• Task data:
- - - - -

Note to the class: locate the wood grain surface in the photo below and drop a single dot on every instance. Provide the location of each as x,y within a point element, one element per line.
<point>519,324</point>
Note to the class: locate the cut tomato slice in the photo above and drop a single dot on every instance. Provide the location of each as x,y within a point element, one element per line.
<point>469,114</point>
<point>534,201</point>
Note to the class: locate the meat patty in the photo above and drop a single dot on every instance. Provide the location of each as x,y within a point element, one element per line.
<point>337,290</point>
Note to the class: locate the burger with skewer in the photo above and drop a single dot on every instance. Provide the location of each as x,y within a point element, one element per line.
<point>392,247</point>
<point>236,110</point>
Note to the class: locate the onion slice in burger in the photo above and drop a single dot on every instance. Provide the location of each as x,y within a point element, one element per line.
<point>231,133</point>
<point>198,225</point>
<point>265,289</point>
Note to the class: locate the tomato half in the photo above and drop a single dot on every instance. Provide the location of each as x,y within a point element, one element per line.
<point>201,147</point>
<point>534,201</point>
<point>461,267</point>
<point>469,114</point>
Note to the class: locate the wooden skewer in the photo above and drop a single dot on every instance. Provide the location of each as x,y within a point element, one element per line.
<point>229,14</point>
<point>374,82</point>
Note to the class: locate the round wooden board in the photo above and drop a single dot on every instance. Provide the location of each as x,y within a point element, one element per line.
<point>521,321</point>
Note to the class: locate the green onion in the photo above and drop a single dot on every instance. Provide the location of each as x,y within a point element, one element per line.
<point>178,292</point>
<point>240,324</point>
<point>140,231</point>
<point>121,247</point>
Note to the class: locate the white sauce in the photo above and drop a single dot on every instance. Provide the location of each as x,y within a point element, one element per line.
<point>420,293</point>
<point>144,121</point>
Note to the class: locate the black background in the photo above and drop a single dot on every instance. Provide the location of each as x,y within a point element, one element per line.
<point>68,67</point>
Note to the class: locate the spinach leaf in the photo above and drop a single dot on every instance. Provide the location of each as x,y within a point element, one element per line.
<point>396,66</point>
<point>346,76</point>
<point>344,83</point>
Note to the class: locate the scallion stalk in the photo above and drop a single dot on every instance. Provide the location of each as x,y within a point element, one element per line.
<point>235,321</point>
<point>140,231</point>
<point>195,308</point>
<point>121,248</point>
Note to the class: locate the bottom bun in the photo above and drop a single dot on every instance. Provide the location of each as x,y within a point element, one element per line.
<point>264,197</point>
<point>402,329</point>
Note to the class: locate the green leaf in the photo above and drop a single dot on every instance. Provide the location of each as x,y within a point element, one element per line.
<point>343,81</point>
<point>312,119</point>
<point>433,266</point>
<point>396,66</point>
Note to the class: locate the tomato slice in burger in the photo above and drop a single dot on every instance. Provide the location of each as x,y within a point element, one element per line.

- - - - -

• Do this: Please lay out every line of the items above as one numbered list, leaving out any blank lines.

• Task response:
1. Note to the class: locate the wood grain surface in the photo below and drop a single dot on every instance. Provide the location of each as x,y within a point element, one element per line.
2. <point>519,324</point>
3. Note to the class: locate the cut tomato slice in the photo above and drop a single dot on every instance. Provide the location of each as x,y within a point element, one element per line.
4. <point>469,114</point>
5. <point>534,201</point>
6. Note to the class: locate the meat patty in the photo above and drop a single dot on every instance. Provide the location of each as x,y within a point element, one element per line.
7. <point>337,290</point>
8. Note to the class: locate the burger with skewer in the photo above and drop a single dot on every instance. Provide the location of each as x,y within a point element, one element per line.
9. <point>392,247</point>
10. <point>236,110</point>
11. Note to the class: locate the onion slice in burger in the photo above and drop a single dot on every instance. Provide the location of each as x,y within a point element, one element per line.
12. <point>231,133</point>
13. <point>198,225</point>
14. <point>265,289</point>
15. Note to the class: locate the tomato half in the photo above and drop a single dot on every instance. Provide the location of each as x,y within a point element, one element per line.
16. <point>201,147</point>
17. <point>534,201</point>
18. <point>461,267</point>
19. <point>469,114</point>
20. Note to the class: locate the wooden skewer in the photo above and drop a single dot on every instance. Provide the location of each as x,y within a point element, one element per line.
21. <point>229,14</point>
22. <point>374,82</point>
23. Note to the class: locate the round wooden board in the photo above and drop a single dot on every instance. Provide the location of each as x,y within a point element, one element per line.
24. <point>521,321</point>
25. Note to the class: locate the green onion in the photo above and drop a single dot on every instance. Provide the location of each as x,y within a point element, one element per line.
26. <point>178,292</point>
27. <point>240,324</point>
28. <point>140,231</point>
29. <point>121,247</point>
30. Note to the class: locate the white sauce in the photo above and drop a single dot on every instance. Provide the location of each as x,y within a point element, one element per line.
31. <point>420,293</point>
32. <point>144,121</point>
33. Note to the class: locate the black background in the photo above and drop a single dot on every instance. Provide the location of each as x,y within a point element, one element per line.
34. <point>68,67</point>
35. Note to the class: locate the spinach leaf in the photo above and drop a single dot on every instance. Provide the location of each as x,y within a point element, one element per line.
36. <point>396,66</point>
37. <point>346,76</point>
38. <point>344,83</point>
39. Note to the class: locate the scallion stalk in the photo above and drop a single dot on every instance. Provide the location of each as x,y within a point element, one element per line.
40. <point>235,321</point>
41. <point>140,231</point>
42. <point>195,308</point>
43. <point>121,248</point>
44. Note to the class: locate the bottom bun in the photo above and drop a single dot on every instance. Provide the location of each as x,y within a point element, one element per line.
45. <point>264,197</point>
46. <point>402,329</point>
47. Note to the class: locate the green leaf in the photo above and drop a single dot on every instance. Provide the location of each as x,y within a point element, one element per line.
48. <point>343,81</point>
49. <point>312,119</point>
50. <point>433,266</point>
51. <point>396,66</point>
52. Note to the class: locate the tomato slice in burger in the photo above and drop a single dot on every instance. Provide the location of each as x,y within a point element, one element per line.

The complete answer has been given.